[start]
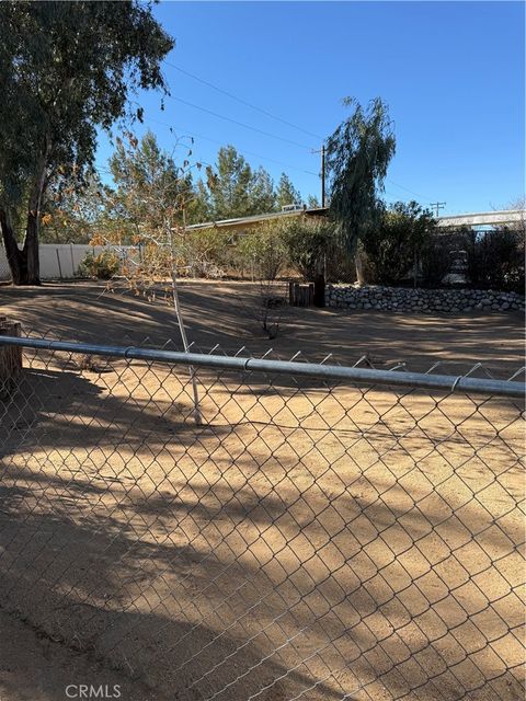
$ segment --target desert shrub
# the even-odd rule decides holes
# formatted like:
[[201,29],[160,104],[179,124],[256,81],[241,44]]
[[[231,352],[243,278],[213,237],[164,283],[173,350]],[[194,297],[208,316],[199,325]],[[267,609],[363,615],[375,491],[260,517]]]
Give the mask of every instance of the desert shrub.
[[467,274],[472,287],[524,291],[525,237],[506,227],[466,231]]
[[79,265],[79,275],[108,280],[121,269],[121,258],[116,253],[103,251],[99,254],[87,253]]
[[374,276],[371,281],[397,285],[413,277],[434,227],[431,212],[415,202],[398,202],[381,211],[362,237]]
[[182,262],[192,277],[221,277],[231,234],[218,229],[185,233],[178,242]]
[[321,217],[295,217],[281,222],[277,233],[286,249],[290,265],[306,280],[313,280],[333,261],[341,260],[341,250],[331,221]]
[[288,262],[279,230],[272,225],[264,225],[244,235],[238,248],[247,268],[252,269],[253,276],[260,280],[275,280]]
[[443,280],[455,263],[455,251],[462,250],[461,241],[456,234],[431,235],[420,252],[419,284],[422,287],[441,287]]

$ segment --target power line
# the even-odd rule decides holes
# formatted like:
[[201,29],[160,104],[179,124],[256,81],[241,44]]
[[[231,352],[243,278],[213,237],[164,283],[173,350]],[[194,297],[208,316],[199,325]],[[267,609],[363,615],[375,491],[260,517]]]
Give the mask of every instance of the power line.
[end]
Reproduce the lines from the one containing "--target power line" through the final line, both included, swapping "mask" for "outline" and leaving everything else unchanged. Give only those lines.

$ segment --target power line
# the even-odd rule decides holes
# formatted like:
[[201,29],[160,104],[179,124],[256,81],[241,44]]
[[[231,352],[243,278],[213,237],[164,283],[173,350]],[[194,297],[208,316],[199,325]],[[267,609],[363,615],[375,491],[260,517]]]
Give the outline of every instance of the power line.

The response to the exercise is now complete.